PROBLEM REQUIREMENTS -> The full set of entries below must be returned exactly as shown.

Entries taken from a collection ->
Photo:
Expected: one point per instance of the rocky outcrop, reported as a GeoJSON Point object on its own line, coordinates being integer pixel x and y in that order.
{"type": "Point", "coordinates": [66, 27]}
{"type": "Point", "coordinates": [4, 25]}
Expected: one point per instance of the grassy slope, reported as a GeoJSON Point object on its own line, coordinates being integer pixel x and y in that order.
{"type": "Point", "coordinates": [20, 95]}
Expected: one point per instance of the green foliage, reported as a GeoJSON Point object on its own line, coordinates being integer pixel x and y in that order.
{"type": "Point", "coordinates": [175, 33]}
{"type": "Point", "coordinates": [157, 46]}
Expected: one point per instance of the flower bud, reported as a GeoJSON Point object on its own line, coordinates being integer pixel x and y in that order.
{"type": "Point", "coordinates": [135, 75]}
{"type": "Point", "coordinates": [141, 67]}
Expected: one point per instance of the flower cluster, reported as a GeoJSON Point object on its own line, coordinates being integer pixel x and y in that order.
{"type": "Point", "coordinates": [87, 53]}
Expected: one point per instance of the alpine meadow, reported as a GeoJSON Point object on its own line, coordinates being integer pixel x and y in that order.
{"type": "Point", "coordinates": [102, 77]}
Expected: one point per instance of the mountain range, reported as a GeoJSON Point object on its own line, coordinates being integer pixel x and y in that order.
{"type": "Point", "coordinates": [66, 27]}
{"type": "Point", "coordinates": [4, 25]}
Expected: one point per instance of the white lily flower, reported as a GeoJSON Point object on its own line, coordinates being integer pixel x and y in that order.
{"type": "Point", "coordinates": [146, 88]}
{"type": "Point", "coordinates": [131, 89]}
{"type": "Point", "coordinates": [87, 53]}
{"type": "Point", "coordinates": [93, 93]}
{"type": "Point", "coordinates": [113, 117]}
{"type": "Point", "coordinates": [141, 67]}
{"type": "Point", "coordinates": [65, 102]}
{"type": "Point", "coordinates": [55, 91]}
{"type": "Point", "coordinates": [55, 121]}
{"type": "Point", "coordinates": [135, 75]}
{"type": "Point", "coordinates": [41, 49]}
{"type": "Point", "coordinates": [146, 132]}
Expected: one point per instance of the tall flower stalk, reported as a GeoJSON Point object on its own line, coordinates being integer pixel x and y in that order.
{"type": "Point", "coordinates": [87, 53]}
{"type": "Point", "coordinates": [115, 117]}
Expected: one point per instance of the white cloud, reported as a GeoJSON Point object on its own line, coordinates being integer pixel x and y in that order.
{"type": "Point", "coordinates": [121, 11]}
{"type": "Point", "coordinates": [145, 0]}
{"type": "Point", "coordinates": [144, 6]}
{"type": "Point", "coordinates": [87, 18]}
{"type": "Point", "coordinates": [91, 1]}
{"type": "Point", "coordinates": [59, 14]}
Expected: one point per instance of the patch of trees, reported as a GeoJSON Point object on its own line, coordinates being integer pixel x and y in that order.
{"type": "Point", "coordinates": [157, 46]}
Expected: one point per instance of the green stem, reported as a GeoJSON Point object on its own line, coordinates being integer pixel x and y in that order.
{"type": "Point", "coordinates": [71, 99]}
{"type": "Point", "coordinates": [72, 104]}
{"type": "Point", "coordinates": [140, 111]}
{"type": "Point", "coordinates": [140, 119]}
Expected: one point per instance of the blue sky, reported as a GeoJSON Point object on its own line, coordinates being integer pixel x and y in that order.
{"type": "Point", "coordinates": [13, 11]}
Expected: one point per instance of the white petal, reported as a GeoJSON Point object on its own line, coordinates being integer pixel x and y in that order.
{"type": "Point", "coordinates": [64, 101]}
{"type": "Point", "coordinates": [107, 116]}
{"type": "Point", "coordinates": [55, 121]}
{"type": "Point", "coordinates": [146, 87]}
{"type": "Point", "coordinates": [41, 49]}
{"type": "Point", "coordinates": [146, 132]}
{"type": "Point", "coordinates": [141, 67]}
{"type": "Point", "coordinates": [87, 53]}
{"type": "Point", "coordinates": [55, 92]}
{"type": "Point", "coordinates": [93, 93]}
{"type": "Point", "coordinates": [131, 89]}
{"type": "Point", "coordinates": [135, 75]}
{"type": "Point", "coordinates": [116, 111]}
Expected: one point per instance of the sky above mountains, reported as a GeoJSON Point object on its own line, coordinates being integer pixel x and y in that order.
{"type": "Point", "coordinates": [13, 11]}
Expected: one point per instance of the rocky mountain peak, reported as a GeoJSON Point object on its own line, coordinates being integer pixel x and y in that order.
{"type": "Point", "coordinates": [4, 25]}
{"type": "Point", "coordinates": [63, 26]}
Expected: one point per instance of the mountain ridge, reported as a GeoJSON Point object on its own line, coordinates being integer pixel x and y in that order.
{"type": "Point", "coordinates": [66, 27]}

OUTPUT FOR THIS TASK ->
Photo:
Expected: one point per instance of the rocky outcrop, reported as a GeoJSON Point object on its own line, coordinates being integer pixel x and y in that order.
{"type": "Point", "coordinates": [66, 27]}
{"type": "Point", "coordinates": [4, 25]}
Expected: one point per instance of the grassy slope, reported as a GeoJSON Point object on its own line, coordinates being integer pixel x and y in that order.
{"type": "Point", "coordinates": [20, 95]}
Expected: one point per instance of the green foliage, reported as a GeoJSON Point object on its own line, coordinates being integer pixel x and y in that order.
{"type": "Point", "coordinates": [175, 33]}
{"type": "Point", "coordinates": [157, 46]}
Expected: one point per instance of the flower bud, reported as a GeoJSON Point object on its own line, coordinates being integer pixel x and y in that order.
{"type": "Point", "coordinates": [135, 75]}
{"type": "Point", "coordinates": [141, 67]}
Expected: one point per instance of the flower cluster, reported as a GeoJSON Point object on its own line, coordinates being integer pixel x and y in that order.
{"type": "Point", "coordinates": [87, 53]}
Expected: one point per instance of the alpine meadow, reported as a GeoJSON Point object on its own line, coordinates being integer pixel x and y in that order.
{"type": "Point", "coordinates": [102, 77]}
Expected: one point per instance of the mountain range, reported as a GeoJSON Point object on its own line, coordinates being integer pixel x and y in that order.
{"type": "Point", "coordinates": [66, 27]}
{"type": "Point", "coordinates": [4, 25]}
Expected: one point per instance of the white lily flower, reported as a GeoJSON Point object on its own line, coordinates being integer pixel x and y in that order.
{"type": "Point", "coordinates": [146, 88]}
{"type": "Point", "coordinates": [131, 89]}
{"type": "Point", "coordinates": [87, 53]}
{"type": "Point", "coordinates": [93, 93]}
{"type": "Point", "coordinates": [113, 117]}
{"type": "Point", "coordinates": [141, 67]}
{"type": "Point", "coordinates": [65, 102]}
{"type": "Point", "coordinates": [55, 91]}
{"type": "Point", "coordinates": [55, 121]}
{"type": "Point", "coordinates": [135, 75]}
{"type": "Point", "coordinates": [41, 49]}
{"type": "Point", "coordinates": [146, 132]}
Expected: one point per instance of the tall flower stalk, reported as a GeoJSON Point object on its own line, coordinates being integer pixel x and y in that order.
{"type": "Point", "coordinates": [87, 53]}
{"type": "Point", "coordinates": [115, 117]}
Expected: one point per instance of the white cloud, reported as a GeoJSON Point object on its own line, coordinates being integer pixel x and y in that order.
{"type": "Point", "coordinates": [121, 11]}
{"type": "Point", "coordinates": [145, 0]}
{"type": "Point", "coordinates": [144, 6]}
{"type": "Point", "coordinates": [87, 18]}
{"type": "Point", "coordinates": [91, 1]}
{"type": "Point", "coordinates": [59, 14]}
Expected: one point per instance of the patch of trees, reported as a GeoJSON Point object on its own line, coordinates being integer pixel x and y in that order.
{"type": "Point", "coordinates": [157, 46]}
Expected: one point per instance of the green stem, reported as a GeoJSON Point object on its own line, coordinates being integer pixel x and y in that order.
{"type": "Point", "coordinates": [71, 99]}
{"type": "Point", "coordinates": [72, 104]}
{"type": "Point", "coordinates": [140, 111]}
{"type": "Point", "coordinates": [140, 119]}
Expected: one point per instance of the blue sky, reported as a GeoJSON Point object on its own line, coordinates being integer pixel x and y in that order.
{"type": "Point", "coordinates": [13, 11]}
Expected: one point per instance of the white petal, reported as a GeoJSON Point object on its own line, coordinates being integer pixel x and y in that order.
{"type": "Point", "coordinates": [64, 101]}
{"type": "Point", "coordinates": [107, 116]}
{"type": "Point", "coordinates": [55, 121]}
{"type": "Point", "coordinates": [146, 87]}
{"type": "Point", "coordinates": [41, 49]}
{"type": "Point", "coordinates": [146, 132]}
{"type": "Point", "coordinates": [141, 67]}
{"type": "Point", "coordinates": [87, 53]}
{"type": "Point", "coordinates": [55, 92]}
{"type": "Point", "coordinates": [93, 93]}
{"type": "Point", "coordinates": [131, 89]}
{"type": "Point", "coordinates": [135, 75]}
{"type": "Point", "coordinates": [116, 111]}
Expected: one point per instance of the sky above mountains, reported as a GeoJSON Point object on its own line, coordinates being integer pixel x and y in that order.
{"type": "Point", "coordinates": [13, 11]}
Expected: one point per instance of the rocky mountain peak, reported as a GeoJSON Point object on its own line, coordinates being integer pixel x and y in that order.
{"type": "Point", "coordinates": [4, 25]}
{"type": "Point", "coordinates": [63, 26]}
Expected: one point per instance of the mountain ridge, reported as a GeoJSON Point object on its own line, coordinates being integer pixel x and y in that order.
{"type": "Point", "coordinates": [66, 27]}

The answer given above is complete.